## START Given entries

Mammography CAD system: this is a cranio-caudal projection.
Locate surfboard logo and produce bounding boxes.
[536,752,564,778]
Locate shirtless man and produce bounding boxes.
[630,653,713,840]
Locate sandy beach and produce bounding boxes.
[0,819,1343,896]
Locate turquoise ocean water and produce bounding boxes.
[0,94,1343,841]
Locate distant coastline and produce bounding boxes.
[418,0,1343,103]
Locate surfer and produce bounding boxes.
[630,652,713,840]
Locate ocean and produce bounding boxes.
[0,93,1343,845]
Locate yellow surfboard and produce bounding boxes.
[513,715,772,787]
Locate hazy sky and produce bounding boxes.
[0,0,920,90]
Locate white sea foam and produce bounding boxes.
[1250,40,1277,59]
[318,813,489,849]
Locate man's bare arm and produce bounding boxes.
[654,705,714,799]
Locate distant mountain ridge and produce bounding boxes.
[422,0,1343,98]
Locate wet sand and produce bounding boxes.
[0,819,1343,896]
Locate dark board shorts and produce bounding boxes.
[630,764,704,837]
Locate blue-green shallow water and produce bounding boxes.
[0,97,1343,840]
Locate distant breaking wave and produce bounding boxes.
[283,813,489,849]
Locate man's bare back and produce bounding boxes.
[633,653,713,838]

## END Given entries
## START Given entries

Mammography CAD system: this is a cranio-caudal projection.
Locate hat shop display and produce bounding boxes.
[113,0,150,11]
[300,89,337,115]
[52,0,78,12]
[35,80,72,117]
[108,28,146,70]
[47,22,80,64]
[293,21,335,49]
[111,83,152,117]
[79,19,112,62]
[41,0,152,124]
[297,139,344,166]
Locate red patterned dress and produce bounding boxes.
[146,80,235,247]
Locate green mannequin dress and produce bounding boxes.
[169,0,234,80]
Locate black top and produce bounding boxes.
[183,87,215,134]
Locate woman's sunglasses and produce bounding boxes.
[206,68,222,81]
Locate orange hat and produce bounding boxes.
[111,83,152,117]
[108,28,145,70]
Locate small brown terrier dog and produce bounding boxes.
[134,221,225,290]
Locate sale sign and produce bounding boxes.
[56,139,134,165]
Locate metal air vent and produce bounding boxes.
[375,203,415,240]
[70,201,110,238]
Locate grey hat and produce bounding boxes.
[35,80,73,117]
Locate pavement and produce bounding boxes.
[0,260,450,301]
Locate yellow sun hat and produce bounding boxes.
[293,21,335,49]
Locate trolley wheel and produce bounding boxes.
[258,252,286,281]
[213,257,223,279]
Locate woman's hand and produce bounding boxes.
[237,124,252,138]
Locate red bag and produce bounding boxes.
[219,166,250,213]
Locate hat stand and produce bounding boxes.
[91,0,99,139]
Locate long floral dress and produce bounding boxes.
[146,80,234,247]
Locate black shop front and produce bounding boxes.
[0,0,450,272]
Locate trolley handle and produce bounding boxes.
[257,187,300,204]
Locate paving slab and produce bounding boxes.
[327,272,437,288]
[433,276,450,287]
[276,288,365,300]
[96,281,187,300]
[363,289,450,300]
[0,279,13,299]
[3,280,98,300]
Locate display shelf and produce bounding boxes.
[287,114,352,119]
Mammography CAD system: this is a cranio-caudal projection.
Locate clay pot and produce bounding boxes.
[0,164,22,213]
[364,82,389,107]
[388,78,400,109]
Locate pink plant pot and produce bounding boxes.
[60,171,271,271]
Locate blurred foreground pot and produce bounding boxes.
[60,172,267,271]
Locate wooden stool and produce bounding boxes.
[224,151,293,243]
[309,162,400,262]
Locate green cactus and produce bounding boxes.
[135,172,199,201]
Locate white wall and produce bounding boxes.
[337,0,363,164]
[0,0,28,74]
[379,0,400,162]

## END Given entries

> **Task to carry out**: Pull out every line above that contains the string "bare", treating uppercase and lowercase letters as different.

> **The output**:
Locate man's bare arm and produce bounding boxes.
Locate man's bare back and produce bounding boxes.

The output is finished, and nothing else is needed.